▶ **REQUIREMENT**:
Render every line of the items below as a Markdown table with the columns Row and Line. Number each row and omit any blank lines.

=== ENTRIES PROVIDED ===

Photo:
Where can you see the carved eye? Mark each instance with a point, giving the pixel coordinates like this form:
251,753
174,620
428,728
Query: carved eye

===

▶ **RESULT OF THE TASK**:
| Row | Line |
|---|---|
| 1 | Photo: |
| 2 | Where can you see the carved eye? Mark each instance with a point, giving the pixel coordinates like this form: |
| 3 | 251,753 |
| 4 | 174,620 |
| 5 | 428,728 |
| 6 | Query: carved eye |